[Extracted records]
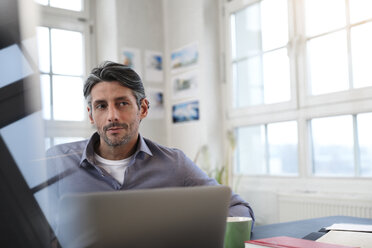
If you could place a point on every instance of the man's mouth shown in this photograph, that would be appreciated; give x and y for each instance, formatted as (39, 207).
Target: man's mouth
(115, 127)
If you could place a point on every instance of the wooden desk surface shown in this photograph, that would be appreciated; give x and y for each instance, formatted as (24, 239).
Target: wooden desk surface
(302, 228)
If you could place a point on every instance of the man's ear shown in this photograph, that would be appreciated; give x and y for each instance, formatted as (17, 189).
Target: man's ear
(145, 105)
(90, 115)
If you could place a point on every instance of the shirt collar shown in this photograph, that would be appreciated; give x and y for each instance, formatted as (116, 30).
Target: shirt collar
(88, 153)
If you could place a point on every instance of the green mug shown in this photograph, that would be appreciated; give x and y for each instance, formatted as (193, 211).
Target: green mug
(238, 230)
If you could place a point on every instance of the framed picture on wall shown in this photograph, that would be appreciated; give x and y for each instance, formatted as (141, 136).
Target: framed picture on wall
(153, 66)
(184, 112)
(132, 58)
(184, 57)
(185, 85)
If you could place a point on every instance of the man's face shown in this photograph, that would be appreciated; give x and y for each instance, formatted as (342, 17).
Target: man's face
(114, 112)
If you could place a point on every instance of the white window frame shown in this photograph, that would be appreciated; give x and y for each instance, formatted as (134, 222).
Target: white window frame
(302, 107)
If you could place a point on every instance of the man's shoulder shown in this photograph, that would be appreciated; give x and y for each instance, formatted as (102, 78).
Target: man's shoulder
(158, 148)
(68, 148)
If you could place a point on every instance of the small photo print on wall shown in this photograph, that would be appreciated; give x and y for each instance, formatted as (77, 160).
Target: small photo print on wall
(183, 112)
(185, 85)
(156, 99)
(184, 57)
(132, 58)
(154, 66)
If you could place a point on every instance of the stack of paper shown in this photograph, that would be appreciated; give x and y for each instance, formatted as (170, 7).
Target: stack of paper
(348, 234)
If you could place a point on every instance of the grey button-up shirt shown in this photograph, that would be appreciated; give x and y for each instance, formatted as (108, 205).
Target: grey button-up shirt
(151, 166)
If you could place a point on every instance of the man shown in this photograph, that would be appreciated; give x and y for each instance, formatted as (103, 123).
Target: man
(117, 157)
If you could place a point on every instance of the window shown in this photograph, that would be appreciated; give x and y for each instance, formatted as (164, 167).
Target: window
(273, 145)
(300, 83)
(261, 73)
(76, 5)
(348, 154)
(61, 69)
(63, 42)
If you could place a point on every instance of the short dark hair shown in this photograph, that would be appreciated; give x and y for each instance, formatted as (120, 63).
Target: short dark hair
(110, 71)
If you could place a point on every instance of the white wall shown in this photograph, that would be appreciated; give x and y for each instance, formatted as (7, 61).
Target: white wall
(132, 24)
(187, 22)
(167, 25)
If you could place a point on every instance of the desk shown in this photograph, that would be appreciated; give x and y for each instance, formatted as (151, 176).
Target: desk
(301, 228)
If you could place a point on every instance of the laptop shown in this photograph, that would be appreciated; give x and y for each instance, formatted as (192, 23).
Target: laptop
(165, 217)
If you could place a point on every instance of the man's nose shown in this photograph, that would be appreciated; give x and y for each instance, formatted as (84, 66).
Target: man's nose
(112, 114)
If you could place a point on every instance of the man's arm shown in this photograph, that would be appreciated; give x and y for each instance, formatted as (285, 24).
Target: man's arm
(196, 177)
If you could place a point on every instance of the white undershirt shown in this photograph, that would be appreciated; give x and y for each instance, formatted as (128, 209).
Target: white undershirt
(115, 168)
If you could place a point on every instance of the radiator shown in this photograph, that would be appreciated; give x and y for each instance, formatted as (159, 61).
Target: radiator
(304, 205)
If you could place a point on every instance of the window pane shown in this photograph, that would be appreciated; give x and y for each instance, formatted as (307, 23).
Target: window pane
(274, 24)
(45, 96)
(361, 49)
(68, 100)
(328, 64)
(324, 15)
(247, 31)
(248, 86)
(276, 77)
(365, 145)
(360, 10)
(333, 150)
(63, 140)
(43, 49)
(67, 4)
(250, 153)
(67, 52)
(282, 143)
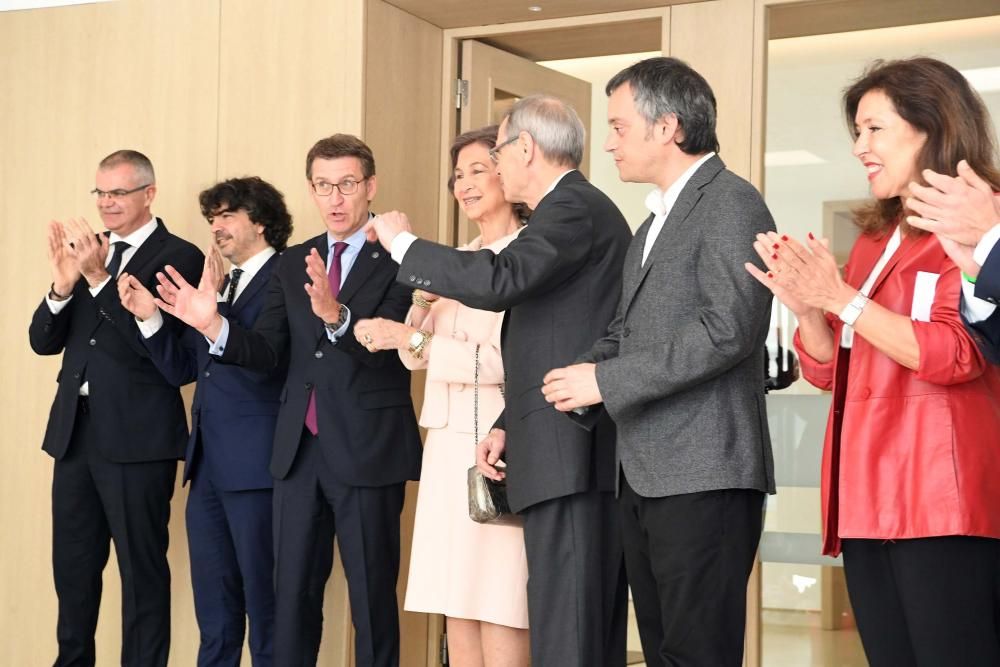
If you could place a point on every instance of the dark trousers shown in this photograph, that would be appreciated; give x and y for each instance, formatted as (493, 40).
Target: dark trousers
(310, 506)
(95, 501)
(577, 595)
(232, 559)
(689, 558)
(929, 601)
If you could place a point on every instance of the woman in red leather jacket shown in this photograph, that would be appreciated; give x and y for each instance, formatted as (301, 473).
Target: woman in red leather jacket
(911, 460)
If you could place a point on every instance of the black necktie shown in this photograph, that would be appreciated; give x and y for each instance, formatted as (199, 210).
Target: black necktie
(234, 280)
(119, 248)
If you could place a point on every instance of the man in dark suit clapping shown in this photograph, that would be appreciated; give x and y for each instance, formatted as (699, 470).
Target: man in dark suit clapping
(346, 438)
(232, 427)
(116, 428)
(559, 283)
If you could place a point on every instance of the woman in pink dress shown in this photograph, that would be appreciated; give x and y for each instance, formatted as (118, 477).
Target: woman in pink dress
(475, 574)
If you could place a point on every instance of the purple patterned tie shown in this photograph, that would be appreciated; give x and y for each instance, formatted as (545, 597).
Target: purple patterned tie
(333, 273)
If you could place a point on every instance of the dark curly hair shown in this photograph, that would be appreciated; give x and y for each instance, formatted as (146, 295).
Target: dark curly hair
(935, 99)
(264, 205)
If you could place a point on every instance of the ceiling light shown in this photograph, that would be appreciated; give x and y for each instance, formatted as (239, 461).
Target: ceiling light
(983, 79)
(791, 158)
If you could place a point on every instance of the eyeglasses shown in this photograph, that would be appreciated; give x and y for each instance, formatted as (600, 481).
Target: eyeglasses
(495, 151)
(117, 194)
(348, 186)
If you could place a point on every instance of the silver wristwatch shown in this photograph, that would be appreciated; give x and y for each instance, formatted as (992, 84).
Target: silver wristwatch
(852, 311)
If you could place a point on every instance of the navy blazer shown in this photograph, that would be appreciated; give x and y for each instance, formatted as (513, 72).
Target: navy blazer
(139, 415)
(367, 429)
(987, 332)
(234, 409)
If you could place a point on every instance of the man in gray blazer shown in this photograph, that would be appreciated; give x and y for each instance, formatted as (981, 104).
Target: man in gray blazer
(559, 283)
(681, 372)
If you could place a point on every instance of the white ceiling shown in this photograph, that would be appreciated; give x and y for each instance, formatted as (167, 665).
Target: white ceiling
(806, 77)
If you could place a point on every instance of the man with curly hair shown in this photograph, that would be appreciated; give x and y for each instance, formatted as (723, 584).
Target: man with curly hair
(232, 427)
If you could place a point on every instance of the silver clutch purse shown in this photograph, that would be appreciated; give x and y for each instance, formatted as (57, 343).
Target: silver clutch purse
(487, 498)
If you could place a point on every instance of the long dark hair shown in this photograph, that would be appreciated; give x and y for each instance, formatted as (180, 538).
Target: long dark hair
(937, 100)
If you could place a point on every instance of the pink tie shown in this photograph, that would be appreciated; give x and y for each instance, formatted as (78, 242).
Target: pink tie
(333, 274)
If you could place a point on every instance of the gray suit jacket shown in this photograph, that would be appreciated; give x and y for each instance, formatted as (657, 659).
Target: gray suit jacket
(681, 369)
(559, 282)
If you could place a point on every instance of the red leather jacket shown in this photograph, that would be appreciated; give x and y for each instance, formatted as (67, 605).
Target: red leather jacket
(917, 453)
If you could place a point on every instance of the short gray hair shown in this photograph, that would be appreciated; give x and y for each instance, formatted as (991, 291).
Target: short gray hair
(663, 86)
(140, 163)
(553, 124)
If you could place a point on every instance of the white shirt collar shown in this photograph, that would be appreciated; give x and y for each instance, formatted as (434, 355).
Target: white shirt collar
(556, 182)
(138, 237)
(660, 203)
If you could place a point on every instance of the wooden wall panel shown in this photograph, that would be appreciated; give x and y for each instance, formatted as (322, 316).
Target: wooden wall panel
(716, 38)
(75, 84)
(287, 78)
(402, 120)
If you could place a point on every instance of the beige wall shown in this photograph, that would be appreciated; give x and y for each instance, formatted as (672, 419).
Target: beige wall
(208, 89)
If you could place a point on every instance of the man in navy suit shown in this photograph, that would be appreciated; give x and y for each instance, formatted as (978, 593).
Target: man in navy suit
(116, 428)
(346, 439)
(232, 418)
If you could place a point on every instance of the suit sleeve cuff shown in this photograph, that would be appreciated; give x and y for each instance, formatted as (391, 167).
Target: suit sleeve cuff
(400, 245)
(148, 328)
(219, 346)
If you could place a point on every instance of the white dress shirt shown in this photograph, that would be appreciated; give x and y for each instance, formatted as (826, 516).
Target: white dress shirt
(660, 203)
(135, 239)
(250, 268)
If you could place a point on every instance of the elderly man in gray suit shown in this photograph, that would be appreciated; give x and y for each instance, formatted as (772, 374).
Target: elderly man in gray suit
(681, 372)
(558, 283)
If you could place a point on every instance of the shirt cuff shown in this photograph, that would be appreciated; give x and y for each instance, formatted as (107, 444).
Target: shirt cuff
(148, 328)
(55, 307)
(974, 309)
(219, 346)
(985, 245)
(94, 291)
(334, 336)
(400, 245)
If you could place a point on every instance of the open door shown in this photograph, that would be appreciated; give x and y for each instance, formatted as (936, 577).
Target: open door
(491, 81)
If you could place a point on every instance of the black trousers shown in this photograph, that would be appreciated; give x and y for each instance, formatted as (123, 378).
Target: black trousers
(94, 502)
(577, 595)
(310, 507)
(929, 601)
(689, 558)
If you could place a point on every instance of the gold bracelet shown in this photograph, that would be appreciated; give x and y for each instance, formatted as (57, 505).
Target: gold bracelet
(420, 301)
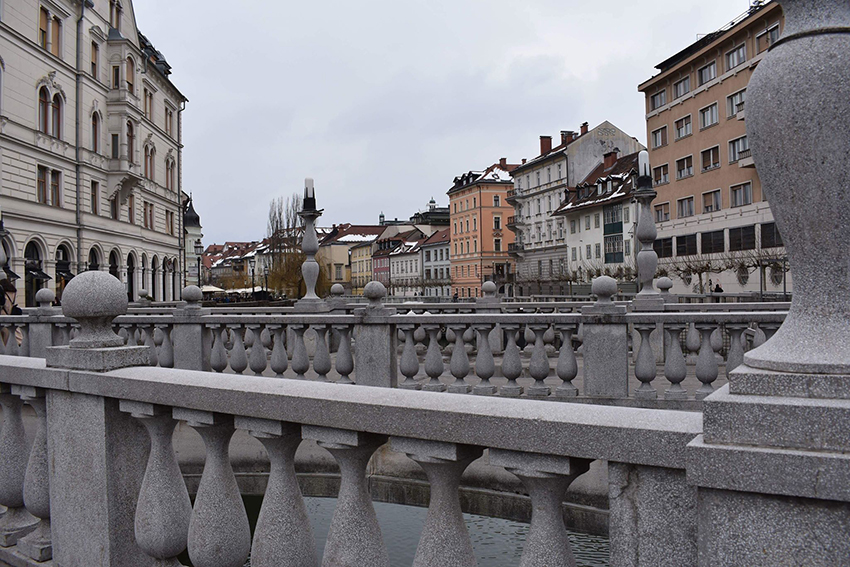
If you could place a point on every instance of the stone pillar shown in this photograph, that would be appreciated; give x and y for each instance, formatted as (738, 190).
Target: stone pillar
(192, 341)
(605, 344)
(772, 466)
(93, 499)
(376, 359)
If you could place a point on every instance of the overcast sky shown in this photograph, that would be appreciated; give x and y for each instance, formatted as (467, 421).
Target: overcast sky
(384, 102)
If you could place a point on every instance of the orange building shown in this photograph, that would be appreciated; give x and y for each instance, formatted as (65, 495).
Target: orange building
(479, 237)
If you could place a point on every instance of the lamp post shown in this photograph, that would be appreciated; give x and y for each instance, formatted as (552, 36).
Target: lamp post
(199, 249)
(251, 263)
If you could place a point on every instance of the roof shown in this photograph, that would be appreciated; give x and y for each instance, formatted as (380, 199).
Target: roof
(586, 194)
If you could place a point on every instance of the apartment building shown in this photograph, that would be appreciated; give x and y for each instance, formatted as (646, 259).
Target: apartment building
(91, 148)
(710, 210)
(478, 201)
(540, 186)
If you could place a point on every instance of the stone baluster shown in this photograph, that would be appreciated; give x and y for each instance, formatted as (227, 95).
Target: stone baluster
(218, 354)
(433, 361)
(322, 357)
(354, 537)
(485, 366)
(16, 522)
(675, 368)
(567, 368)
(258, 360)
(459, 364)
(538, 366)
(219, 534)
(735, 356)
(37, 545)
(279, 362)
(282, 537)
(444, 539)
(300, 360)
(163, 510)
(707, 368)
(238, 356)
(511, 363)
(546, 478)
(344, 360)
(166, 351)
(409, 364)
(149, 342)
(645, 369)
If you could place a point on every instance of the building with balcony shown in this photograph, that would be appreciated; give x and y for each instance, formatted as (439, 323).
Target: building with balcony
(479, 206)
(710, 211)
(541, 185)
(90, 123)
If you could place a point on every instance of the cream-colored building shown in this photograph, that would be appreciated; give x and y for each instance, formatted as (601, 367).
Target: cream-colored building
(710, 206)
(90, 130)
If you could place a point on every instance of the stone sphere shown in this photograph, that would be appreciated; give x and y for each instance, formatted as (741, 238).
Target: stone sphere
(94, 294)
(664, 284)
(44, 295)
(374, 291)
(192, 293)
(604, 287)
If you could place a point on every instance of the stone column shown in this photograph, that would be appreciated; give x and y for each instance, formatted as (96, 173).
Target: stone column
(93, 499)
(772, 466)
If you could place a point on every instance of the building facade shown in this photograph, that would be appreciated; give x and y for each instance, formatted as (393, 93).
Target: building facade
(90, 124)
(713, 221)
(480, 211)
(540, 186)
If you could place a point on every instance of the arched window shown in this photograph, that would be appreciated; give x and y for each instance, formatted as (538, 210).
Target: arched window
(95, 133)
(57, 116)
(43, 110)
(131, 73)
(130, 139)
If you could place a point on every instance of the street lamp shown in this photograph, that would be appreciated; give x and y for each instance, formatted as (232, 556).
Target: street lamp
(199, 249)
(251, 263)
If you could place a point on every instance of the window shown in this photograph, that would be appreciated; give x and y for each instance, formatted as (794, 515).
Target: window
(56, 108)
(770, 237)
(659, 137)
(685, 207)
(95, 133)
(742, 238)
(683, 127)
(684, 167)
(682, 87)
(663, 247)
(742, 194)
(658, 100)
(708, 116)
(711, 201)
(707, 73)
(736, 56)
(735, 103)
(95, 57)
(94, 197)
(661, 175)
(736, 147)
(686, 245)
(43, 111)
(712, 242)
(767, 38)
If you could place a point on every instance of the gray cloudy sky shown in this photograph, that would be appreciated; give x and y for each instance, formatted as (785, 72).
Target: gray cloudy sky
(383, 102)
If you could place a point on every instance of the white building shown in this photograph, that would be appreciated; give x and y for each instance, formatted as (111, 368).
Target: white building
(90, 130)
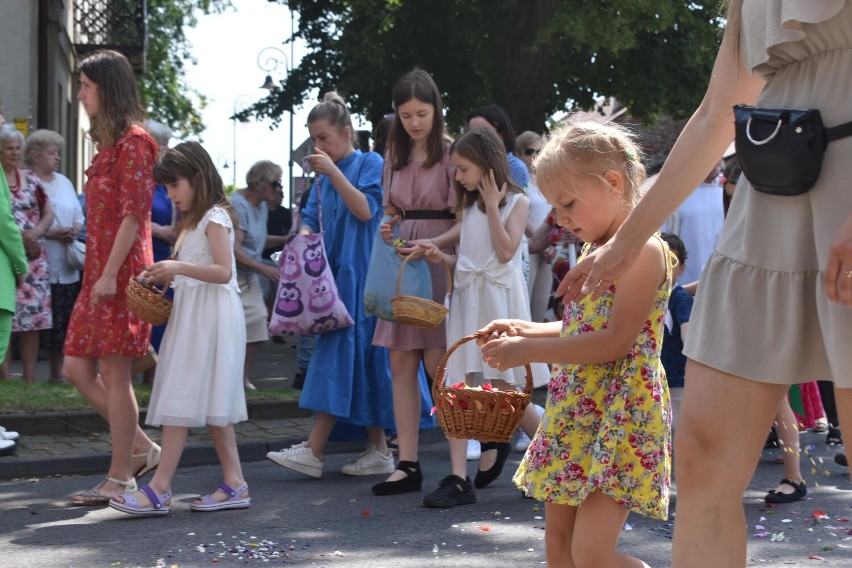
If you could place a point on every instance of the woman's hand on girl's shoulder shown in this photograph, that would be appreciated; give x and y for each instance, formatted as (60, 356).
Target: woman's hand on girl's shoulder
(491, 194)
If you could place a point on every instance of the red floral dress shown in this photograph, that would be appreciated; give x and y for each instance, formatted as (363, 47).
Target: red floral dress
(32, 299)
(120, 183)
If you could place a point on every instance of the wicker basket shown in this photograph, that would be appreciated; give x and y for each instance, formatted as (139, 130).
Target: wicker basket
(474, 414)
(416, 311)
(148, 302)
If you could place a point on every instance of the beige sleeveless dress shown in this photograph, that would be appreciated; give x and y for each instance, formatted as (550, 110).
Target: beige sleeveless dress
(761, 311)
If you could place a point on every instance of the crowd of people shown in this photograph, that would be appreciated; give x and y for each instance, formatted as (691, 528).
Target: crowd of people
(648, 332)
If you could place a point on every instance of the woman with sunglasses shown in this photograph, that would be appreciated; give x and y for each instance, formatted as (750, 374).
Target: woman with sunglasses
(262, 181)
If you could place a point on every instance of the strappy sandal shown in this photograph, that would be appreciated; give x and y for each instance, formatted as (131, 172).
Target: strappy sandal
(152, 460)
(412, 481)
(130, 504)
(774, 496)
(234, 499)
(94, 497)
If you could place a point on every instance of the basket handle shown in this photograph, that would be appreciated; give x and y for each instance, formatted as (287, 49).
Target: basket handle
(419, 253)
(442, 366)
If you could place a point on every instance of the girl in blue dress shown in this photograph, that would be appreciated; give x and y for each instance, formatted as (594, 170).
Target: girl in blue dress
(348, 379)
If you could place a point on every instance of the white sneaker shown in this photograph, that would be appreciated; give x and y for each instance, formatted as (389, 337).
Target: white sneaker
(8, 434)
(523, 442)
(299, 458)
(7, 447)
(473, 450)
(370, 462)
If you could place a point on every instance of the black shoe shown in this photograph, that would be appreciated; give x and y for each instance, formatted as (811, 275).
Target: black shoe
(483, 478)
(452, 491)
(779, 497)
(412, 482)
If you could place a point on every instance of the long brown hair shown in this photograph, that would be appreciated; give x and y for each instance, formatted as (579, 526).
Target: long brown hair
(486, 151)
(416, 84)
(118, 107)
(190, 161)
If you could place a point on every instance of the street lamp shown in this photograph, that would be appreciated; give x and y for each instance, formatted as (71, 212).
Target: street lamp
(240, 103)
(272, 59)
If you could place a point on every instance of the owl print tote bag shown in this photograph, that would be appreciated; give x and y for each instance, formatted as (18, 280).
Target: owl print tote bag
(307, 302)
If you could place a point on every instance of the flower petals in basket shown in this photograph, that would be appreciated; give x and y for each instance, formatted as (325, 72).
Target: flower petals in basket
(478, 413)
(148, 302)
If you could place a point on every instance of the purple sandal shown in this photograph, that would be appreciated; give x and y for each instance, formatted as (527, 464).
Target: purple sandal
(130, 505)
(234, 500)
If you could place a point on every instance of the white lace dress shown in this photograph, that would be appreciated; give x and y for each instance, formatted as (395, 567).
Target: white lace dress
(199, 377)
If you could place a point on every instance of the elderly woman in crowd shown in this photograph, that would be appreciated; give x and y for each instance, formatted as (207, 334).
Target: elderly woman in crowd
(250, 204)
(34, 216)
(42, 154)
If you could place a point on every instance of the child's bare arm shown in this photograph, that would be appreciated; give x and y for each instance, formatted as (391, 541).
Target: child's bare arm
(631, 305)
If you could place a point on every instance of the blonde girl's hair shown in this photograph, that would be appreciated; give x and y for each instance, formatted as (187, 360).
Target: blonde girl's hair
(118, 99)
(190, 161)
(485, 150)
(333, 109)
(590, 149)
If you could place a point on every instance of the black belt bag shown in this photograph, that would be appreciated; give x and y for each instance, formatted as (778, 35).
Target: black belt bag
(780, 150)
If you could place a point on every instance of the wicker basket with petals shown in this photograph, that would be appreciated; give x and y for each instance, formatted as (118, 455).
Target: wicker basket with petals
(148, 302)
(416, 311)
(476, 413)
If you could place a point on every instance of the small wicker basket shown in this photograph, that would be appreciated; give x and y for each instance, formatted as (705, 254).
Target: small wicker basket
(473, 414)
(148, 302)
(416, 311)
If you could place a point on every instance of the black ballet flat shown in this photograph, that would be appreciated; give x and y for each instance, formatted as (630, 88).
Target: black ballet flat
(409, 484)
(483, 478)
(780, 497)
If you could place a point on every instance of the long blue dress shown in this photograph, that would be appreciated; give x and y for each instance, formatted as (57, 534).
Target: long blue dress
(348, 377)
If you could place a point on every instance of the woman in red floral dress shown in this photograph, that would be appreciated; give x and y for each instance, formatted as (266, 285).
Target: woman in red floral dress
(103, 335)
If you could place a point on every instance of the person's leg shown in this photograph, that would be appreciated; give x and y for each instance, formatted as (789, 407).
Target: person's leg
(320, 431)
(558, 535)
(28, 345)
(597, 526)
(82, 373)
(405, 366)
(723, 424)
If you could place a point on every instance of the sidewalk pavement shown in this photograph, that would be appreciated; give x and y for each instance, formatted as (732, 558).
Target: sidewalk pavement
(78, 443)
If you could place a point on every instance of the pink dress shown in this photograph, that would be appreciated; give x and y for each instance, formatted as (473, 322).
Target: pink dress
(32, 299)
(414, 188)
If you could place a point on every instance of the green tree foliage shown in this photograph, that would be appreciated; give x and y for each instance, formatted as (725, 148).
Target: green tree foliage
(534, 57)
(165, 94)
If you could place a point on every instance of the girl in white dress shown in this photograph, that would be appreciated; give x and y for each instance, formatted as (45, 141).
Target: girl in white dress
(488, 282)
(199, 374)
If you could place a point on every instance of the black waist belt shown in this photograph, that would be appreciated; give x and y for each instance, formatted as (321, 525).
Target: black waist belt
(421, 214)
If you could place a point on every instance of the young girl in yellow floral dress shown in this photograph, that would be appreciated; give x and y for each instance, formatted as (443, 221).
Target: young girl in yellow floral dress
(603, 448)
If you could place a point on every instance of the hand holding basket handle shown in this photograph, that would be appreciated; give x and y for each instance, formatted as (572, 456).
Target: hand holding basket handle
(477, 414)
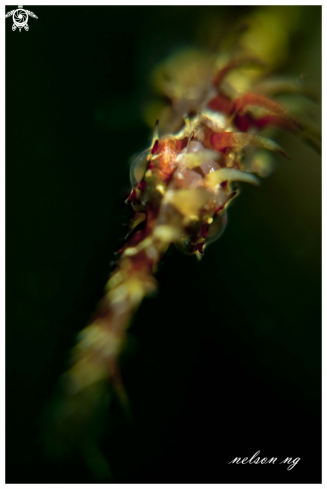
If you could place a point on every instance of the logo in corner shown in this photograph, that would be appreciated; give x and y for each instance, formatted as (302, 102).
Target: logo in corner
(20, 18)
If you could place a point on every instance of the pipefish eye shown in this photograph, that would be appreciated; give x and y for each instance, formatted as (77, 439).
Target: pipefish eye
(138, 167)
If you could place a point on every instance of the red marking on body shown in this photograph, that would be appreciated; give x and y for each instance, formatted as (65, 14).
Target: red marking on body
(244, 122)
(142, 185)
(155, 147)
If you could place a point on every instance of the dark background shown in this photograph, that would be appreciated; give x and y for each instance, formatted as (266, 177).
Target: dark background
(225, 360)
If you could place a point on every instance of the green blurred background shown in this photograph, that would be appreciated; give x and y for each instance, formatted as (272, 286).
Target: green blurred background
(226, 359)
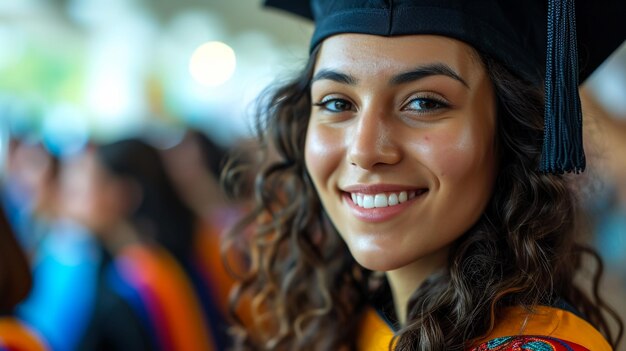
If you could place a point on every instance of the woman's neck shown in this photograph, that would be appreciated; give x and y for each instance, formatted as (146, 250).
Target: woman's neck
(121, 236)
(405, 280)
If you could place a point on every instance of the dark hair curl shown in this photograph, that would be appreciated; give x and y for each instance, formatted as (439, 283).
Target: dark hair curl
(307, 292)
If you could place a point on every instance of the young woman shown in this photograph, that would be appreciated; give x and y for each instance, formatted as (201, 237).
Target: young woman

Prompt: Begin at the line above that has "as (579, 526)." and stop after the line that has "as (778, 35).", copying each line exactly and adding nothing else.

Answer for the task:
If you could place a point on every instance of the long brown hair shown in this photograph, that would be appreciated; give x and y for each instance, formatted as (579, 526).
Target: long brown hair
(486, 151)
(416, 84)
(118, 107)
(190, 161)
If you could place a point on every instance of the street lamp shown in this photograph, that would be appreciated; give x and y for each instance, formatted as (71, 212).
Target: street lamp
(240, 103)
(272, 59)
If you could place a point on every instance of the owl print tote bag shown in this photograph, that would be appreciated; give x and y for each instance, formatted as (18, 280).
Target: owl print tote bag
(307, 302)
If you could place a point on every instance of the flower petals in basket shown in this photograph, that would be appreciated; give x and y for each instance, formatted as (325, 72).
Target: flower petals in basket
(478, 413)
(148, 302)
If you could place a point on every instance of the purple sandal shown in this photograph, that would be appreciated; give x and y for each instance, formatted as (527, 464).
Target: purple sandal
(130, 505)
(234, 500)
If you could place a point on every instance of the white lace dress shown in this photograph, that would be appreciated; give x and y for each instance, formatted as (395, 567).
Target: white lace dress
(199, 377)
If you could place a point on every instance of the elderly woman in crowd shown in this photograph, that would be appreciated; give x and y for each instance, formatted as (207, 334).
Target: elderly woman in crowd
(250, 204)
(34, 216)
(42, 154)
If you could place a point on every instance of the child's bare arm shown in this photograph, that would be appreciated; give x and y for each instance, formatted as (391, 541).
Target: child's bare arm
(631, 305)
If you could place a point on every instance of the blonde girl's hair shown in this photograph, that would be appreciated; give x and y for each instance, formatted as (187, 360).
Target: blonde girl's hair
(118, 99)
(190, 161)
(485, 150)
(333, 109)
(590, 149)
If you could place a point on every instance of the black belt bag shown in this photograph, that would be appreciated; give x and y for each instance, formatted as (778, 35).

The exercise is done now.